CHALLENGE →
Tally the lines in the records below that contain the string "small", treating uppercase and lowercase as different. Reply with only the number.

[Point annotation records]
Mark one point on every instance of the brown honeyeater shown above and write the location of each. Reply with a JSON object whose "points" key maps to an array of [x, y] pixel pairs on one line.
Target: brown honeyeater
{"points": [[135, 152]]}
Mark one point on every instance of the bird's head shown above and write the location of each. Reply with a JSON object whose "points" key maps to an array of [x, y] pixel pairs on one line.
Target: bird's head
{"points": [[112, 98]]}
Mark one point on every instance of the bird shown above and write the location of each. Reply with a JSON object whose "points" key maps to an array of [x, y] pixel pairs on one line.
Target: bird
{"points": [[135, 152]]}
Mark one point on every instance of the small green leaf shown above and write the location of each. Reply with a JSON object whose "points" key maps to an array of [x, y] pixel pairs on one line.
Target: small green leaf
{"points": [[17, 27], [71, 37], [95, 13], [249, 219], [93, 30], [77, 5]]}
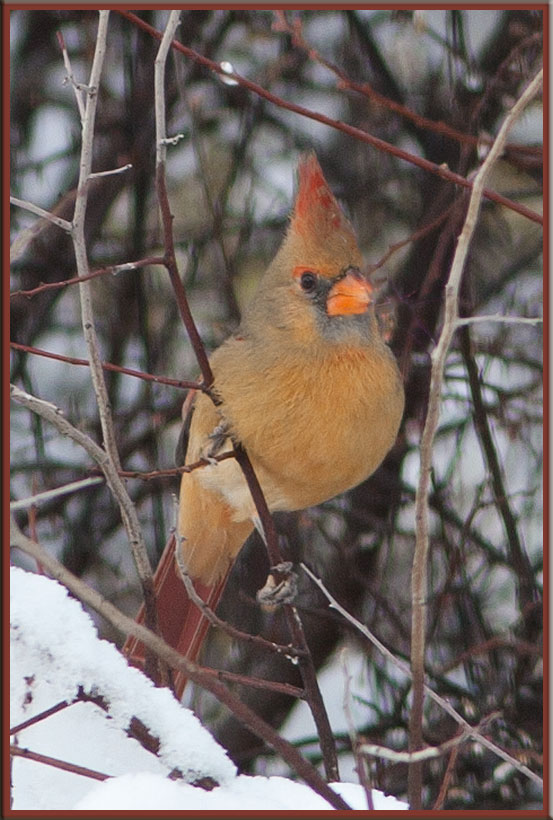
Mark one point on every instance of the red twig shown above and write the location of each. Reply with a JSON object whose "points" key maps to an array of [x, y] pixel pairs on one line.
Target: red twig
{"points": [[439, 170], [41, 716], [295, 30]]}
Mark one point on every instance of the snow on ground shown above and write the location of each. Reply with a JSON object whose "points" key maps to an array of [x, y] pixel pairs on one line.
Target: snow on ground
{"points": [[54, 651]]}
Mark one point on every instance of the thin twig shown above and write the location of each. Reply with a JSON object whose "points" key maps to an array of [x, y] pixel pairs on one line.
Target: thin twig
{"points": [[232, 631], [77, 88], [438, 358], [18, 751], [171, 657], [405, 669], [35, 209], [439, 170], [116, 368], [58, 707], [112, 462], [428, 752], [295, 30], [495, 317], [164, 205], [47, 495], [111, 269]]}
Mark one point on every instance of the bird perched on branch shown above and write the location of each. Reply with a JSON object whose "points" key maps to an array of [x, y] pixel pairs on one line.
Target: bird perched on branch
{"points": [[306, 385]]}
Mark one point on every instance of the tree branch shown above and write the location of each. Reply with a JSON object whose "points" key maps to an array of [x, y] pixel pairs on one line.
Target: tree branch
{"points": [[439, 355]]}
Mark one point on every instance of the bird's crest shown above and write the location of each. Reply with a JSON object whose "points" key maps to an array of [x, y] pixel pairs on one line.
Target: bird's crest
{"points": [[316, 211]]}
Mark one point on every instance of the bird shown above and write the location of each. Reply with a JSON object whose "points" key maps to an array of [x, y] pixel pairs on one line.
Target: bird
{"points": [[306, 385]]}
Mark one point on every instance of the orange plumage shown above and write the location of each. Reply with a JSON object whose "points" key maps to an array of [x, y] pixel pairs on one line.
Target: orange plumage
{"points": [[306, 385]]}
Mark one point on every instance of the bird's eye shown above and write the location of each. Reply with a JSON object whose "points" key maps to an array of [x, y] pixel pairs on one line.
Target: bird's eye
{"points": [[308, 281]]}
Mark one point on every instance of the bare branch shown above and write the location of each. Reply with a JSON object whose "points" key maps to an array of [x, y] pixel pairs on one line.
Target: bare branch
{"points": [[39, 498], [439, 170], [171, 657], [35, 209], [439, 355], [18, 751], [404, 667]]}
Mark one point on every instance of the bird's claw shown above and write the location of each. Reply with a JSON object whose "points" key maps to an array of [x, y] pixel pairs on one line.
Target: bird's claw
{"points": [[281, 587]]}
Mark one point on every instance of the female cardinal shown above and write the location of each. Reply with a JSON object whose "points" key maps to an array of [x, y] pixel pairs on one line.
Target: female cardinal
{"points": [[306, 385]]}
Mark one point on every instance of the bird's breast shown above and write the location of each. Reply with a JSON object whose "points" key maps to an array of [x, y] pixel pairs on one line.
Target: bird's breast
{"points": [[313, 428]]}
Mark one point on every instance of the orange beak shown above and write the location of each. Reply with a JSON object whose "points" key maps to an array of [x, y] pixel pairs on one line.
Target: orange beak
{"points": [[351, 294]]}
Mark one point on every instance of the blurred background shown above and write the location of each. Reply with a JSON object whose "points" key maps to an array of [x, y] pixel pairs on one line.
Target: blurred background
{"points": [[231, 185]]}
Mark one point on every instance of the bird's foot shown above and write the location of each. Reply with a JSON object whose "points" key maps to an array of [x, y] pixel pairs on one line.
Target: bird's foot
{"points": [[281, 587]]}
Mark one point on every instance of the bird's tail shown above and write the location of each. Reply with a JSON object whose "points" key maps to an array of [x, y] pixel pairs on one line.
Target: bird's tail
{"points": [[182, 624]]}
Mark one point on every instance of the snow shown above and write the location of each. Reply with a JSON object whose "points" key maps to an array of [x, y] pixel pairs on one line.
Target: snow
{"points": [[55, 651]]}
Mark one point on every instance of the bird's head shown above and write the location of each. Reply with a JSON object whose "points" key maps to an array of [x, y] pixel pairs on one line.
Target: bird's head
{"points": [[314, 288]]}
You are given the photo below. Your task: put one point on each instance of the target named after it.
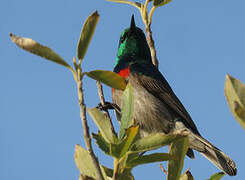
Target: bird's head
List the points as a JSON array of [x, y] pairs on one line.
[[133, 45]]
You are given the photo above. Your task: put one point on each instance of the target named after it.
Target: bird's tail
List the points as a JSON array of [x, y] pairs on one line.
[[213, 154]]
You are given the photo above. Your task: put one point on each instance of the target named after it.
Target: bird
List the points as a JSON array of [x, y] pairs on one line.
[[156, 107]]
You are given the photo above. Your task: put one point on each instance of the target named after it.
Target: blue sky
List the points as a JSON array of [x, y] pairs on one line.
[[197, 43]]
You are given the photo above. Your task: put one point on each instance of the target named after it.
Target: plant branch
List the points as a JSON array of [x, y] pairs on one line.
[[151, 44], [116, 168], [102, 101], [86, 135]]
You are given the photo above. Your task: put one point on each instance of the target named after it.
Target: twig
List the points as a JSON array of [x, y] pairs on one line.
[[86, 135], [151, 44], [115, 171], [147, 19], [102, 101], [163, 170]]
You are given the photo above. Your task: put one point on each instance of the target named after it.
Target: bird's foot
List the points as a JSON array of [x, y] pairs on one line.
[[107, 106]]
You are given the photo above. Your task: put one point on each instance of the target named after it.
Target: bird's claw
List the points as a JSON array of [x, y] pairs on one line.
[[107, 106]]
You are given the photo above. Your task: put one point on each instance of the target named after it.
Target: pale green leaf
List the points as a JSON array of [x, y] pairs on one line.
[[186, 176], [235, 95], [127, 142], [84, 162], [101, 142], [109, 78], [151, 158], [127, 110], [217, 176], [159, 3], [154, 141], [87, 34], [135, 4], [178, 149], [103, 123], [38, 49]]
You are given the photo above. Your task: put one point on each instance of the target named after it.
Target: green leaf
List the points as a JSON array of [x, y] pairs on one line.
[[127, 110], [235, 95], [159, 3], [100, 141], [120, 149], [103, 123], [151, 158], [135, 4], [178, 149], [154, 141], [217, 176], [87, 34], [127, 142], [38, 49], [84, 162], [186, 176], [109, 78]]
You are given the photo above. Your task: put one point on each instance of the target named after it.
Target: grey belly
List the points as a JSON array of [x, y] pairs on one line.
[[150, 113]]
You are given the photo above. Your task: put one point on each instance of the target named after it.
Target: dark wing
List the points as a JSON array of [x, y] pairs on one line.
[[154, 82]]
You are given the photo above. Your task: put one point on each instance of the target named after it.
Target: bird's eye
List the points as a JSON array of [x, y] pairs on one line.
[[123, 37]]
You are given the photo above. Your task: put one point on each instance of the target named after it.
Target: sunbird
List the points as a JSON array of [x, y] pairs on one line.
[[156, 107]]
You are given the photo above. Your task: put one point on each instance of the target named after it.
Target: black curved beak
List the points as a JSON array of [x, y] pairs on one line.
[[132, 25]]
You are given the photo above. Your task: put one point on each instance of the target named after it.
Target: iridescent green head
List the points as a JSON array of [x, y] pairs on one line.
[[133, 45]]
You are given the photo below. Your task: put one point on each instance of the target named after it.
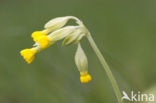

RESPONSE →
2